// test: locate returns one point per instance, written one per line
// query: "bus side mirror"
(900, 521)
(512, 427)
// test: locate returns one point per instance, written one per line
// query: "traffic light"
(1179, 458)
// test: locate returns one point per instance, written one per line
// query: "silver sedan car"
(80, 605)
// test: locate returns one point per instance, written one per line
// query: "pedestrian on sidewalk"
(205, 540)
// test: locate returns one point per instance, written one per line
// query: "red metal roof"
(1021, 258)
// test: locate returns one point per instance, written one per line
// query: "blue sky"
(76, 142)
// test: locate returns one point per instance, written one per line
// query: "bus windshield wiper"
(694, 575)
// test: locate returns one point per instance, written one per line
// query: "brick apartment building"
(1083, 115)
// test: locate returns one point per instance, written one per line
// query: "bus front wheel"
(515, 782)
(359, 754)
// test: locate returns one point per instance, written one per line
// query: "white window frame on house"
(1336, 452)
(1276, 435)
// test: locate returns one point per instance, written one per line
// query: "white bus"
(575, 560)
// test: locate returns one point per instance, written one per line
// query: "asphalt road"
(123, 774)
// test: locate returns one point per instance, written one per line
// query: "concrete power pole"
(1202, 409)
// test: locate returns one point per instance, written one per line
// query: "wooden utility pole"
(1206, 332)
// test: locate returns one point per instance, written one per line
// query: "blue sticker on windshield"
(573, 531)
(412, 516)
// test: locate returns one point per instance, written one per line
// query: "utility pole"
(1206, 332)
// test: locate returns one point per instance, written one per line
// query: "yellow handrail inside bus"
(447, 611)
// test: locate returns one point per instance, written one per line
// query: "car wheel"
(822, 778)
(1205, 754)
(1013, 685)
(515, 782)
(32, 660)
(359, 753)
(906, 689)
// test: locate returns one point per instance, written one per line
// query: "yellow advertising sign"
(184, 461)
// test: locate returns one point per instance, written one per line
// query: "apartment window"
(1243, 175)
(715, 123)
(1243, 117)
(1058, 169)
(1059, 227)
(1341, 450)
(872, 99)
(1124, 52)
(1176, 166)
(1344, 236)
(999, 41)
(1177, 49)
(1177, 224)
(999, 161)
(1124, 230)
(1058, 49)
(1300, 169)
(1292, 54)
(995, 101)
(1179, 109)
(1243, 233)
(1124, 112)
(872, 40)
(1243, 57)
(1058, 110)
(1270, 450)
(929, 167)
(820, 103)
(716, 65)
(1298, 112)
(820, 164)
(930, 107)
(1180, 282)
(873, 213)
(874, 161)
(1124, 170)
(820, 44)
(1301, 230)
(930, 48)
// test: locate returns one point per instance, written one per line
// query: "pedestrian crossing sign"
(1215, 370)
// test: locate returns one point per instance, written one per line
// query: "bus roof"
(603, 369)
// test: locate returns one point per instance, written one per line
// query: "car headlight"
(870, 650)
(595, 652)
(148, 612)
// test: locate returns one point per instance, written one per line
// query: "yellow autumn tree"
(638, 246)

---

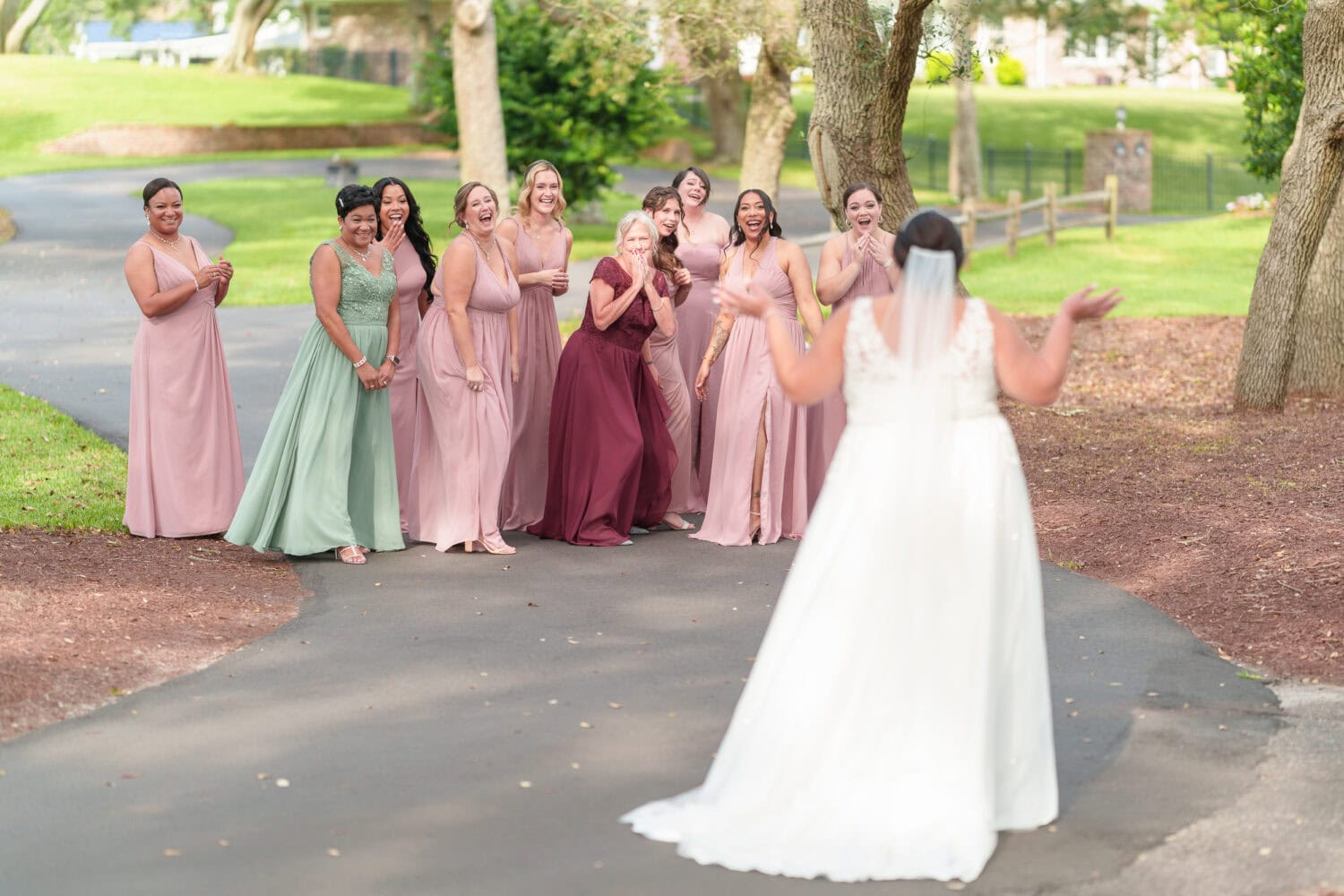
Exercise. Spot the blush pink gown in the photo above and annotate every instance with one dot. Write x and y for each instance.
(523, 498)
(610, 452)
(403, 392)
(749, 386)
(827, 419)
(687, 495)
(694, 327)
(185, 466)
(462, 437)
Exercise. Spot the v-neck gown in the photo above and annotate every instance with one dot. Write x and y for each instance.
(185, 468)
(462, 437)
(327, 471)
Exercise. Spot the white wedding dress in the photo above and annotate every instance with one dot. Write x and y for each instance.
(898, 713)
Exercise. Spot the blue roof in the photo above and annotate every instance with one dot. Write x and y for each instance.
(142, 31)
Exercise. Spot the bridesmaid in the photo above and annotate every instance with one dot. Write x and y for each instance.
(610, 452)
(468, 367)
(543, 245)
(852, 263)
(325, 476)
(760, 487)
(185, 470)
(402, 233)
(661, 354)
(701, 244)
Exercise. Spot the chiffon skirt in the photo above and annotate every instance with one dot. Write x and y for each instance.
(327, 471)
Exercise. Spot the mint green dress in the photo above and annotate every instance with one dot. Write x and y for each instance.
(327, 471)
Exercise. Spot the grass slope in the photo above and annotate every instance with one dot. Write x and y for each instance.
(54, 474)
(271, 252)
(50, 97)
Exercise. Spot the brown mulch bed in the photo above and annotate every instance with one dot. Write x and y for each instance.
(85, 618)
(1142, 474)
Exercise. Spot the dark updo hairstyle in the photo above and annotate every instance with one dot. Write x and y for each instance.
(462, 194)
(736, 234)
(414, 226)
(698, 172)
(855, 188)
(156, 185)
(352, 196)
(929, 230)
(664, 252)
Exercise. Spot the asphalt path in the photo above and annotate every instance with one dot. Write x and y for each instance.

TASK DIRECTIONS
With the line holding "Exercise. Spot the dark" as the first and the line holding "Exercise. Spot the asphalt" as the last, please transcribe exactly the lines of the material above in that range and nothing else.

RESPONSE BELOW
Exercise. Spot the dark updo hairstyle in the photo above and annotate every instance with one dot. Write x and y for each instance.
(462, 194)
(736, 234)
(414, 226)
(698, 172)
(855, 188)
(156, 185)
(352, 196)
(929, 230)
(664, 252)
Exercise. Spot the asphalt path in the photo above and annotate every instance with one dot. Write x and y for each instance.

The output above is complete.